First post – what’s this all about?

WELL, this is the first post to my blog! Welcome to all readers.

I’ve decided to start this site as a place I can post articles, analyses and commentary on transport planning and my experiences.

Some posts will be topical and current, while others might go back in history and highlight some particular projects, studies and other activities I’ve been involved with. The sky’s the limit, really.

I’m hoping it’ll become a lasting record of my life and career experiences, as well as some personal memories. We’ll see how it evolves.

Here’s a short summary of my life and career milestones, for starters…

I was born in September 1954 in Malden, Surrey. I grew up in Orpington, Sundridge and then Sevenoaks, all in Kent. I went to school at Crofton Infants, Dulwich College and Sevenoaks School.

My father was the sales manager for a marine paints company in London, and my mother was a magazine journalist; she was fiction editor, then editor-in-chief, of the UK’s Woman’s Weekly magazine.

My career started when I finished school and started my bachelors degree course in civil engineering, at City University in London, in 1972. It was a ‘thin sandwich’ course, with 6 months working and 6 months studying every year. I worked with R Travers Morgan and Partners in London and my first 6-month office stint, as a school leaver, was in transport planning! I was allocated to the team of economists and planners who were doing a big study into the future of London Docklands. Subsequent work experiences included traffic surveys, site investigations and feasibility studies, mostly to do with road planning and construction.

**Given data:**
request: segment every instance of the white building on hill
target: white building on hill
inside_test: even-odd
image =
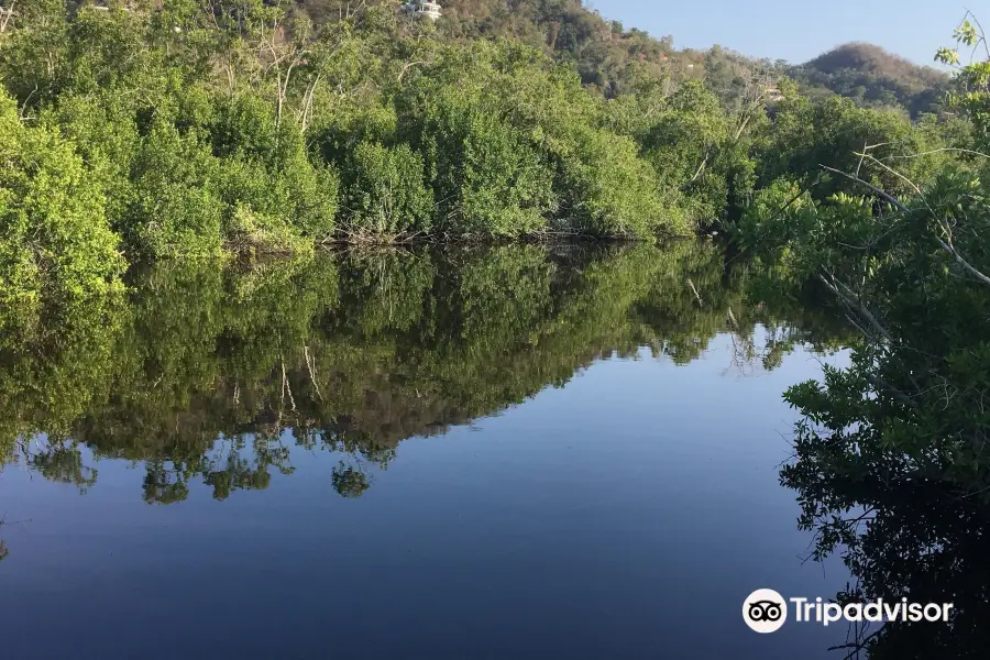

**Task goal:**
Can you repeat the opening blog post above word for word, from its title to its last sentence?

**Answer for the task:**
First post – what’s this all about?

WELL, this is the first post to my blog! Welcome to all readers.

I’ve decided to start this site as a place I can post articles, analyses and commentary on transport planning and my experiences.

Some posts will be topical and current, while others might go back in history and highlight some particular projects, studies and other activities I’ve been involved with. The sky’s the limit, really.

I’m hoping it’ll become a lasting record of my life and career experiences, as well as some personal memories. We’ll see how it evolves.

Here’s a short summary of my life and career milestones, for starters…

I was born in September 1954 in Malden, Surrey. I grew up in Orpington, Sundridge and then Sevenoaks, all in Kent. I went to school at Crofton Infants, Dulwich College and Sevenoaks School.

My father was the sales manager for a marine paints company in London, and my mother was a magazine journalist; she was fiction editor, then editor-in-chief, of the UK’s Woman’s Weekly magazine.

My career started when I finished school and started my bachelors degree course in civil engineering, at City University in London, in 1972. It was a ‘thin sandwich’ course, with 6 months working and 6 months studying every year. I worked with R Travers Morgan and Partners in London and my first 6-month office stint, as a school leaver, was in transport planning! I was allocated to the team of economists and planners who were doing a big study into the future of London Docklands. Subsequent work experiences included traffic surveys, site investigations and feasibility studies, mostly to do with road planning and construction.